▶ _Testo dato_:
IN NOME DEL POPOLO ITALIANO

LA CORTE COSTITUZIONALE

composta dai signori Giudici:

-     Avv. Mauro FERRI, Presidente

-     Prof. Luigi MENGONI

-     Prof. Enzo CHELI

-     Dott. Renato GRANATA

-     Prof. Giuliano VASSALLI

-     Prof. Francesco GUIZZI

-     Prof. Cesare MIRABELLI

-     Prof. Fernando SANTOSUOSSO

-     Avv. Massimo VARI

-     Dott. Cesare RUPERTO

-     Dott. Riccardo CHIEPPA

-     Prof. Gustavo ZAGREBELSKY

-     Prof. Valerio ONIDA

-     Prof. Carlo MEZZANOTTE

ha pronunciato la seguente

ORDINANZA

nel giudizio di legittimità costituzionale dell'art. 18, quinto comma, della legge 20 maggio 1970, n. 300 (Norme sulla tutela della libertà e dignità dei lavoratori, della libertà sindacale e dell'attività sindacale nei luoghi di lavoro e norme sul collocamento), come modificato dall'art. 1 della legge 11 maggio 1990, n. 108 (Disciplina dei licenziamenti individuali), promosso con ordinanza emessa il 6 aprile 1995 dal Pretore di Lucca - sezione distaccata di Pietrasanta, nel procedimento civile vertente tra Delthôtél s.p.a. e Pinarelli Carla, iscritta al n. 394 del registro ordinanze del 1995 e pubblicata nella Gazzetta Ufficiale della Repubblica n. 27, prima serie speciale, dell'anno 1995.

Visto l'atto di costituzione della società Delthôtél s.p.a. nonchè l'atto di intervento del Presidente del Consiglio dei ministri;

udito nell'udienza pubblica del 20 febbraio 1996 il Giudice relatore Luigi Mengoni;

udito l'Avvocato dello Stato Giuseppe Fiengo per il Presidente del Consiglio dei ministri.

(Dati archiviati)
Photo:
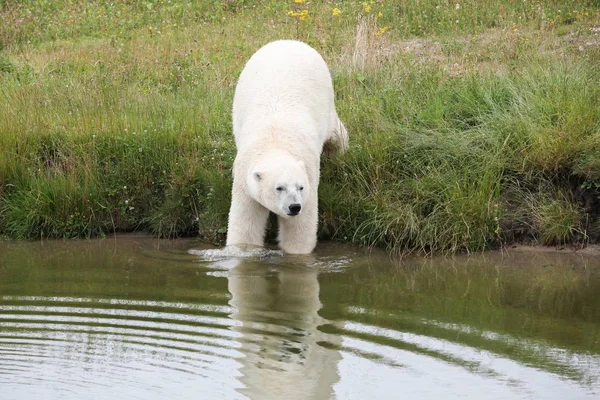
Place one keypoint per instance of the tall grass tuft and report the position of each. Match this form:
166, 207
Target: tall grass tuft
471, 124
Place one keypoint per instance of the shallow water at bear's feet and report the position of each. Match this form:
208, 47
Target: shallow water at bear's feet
134, 317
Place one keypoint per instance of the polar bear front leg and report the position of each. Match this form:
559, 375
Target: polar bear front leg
247, 219
298, 235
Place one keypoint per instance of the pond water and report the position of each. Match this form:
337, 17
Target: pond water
133, 317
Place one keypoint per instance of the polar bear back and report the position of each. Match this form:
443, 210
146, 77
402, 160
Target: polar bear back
288, 81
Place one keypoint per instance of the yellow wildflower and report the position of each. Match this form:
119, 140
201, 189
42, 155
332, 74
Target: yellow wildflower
382, 30
300, 15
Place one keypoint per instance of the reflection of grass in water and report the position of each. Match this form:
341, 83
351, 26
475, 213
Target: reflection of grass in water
556, 303
540, 315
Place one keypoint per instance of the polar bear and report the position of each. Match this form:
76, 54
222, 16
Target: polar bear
283, 116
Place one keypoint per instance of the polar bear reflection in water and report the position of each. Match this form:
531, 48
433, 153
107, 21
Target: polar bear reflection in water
284, 352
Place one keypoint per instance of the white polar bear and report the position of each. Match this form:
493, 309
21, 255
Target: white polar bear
283, 115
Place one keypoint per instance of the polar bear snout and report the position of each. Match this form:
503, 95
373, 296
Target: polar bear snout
294, 209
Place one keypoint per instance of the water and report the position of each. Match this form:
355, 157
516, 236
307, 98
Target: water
142, 318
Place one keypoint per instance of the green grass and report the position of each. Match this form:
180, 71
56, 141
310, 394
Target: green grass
464, 135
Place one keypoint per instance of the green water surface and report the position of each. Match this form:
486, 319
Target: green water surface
133, 317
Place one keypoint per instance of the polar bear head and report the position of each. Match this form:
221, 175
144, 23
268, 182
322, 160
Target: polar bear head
280, 184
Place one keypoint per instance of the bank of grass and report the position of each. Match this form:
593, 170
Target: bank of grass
464, 134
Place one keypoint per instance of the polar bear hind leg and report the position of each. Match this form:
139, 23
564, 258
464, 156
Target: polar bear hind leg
337, 140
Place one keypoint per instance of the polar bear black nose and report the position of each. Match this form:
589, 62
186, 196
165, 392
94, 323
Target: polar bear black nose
295, 209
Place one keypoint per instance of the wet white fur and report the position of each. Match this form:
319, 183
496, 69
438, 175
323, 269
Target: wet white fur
283, 114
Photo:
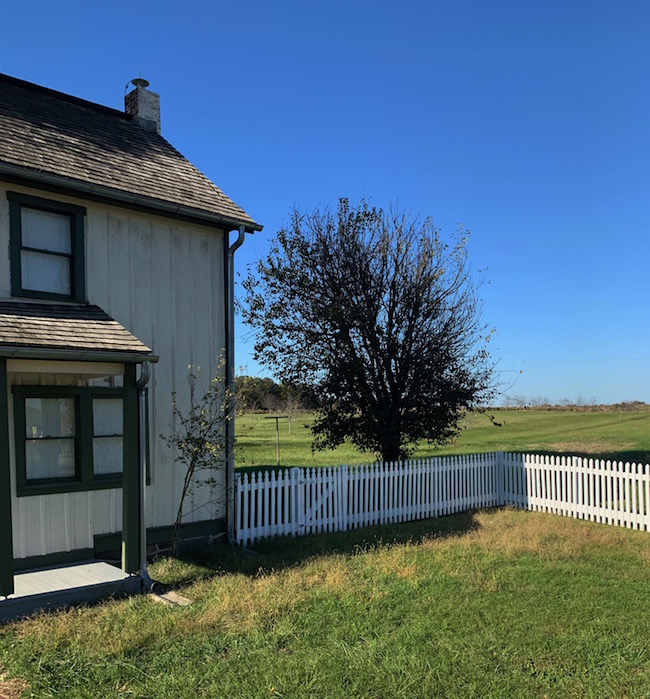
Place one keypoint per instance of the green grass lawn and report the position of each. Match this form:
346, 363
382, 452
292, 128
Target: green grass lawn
613, 435
488, 604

▶ _Richiesta 1_:
Rispondi a queste domande sul testo:
(a) Chi presiede la Corte?
(b) In quale data si è tenuta l'udienza pubblica?
(c) Quale ufficio ha emesso l'ordinanza del 6 aprile 1995?
▶ _Richiesta 2_:
Conta le righe dell'elenco che contengono la stringa "snout" e indica soltanto il numero.
Il testo e l'elenco sono materiali a sé stanti, privi di legami reciproci.

▶ _Risposta 1_:
(a) L'Avv. Mauro Ferri.
(b) Il 20 febbraio 1996.
(c) Il Pretore di Lucca, sezione distaccata di Pietrasanta.

▶ _Risposta 2_:
2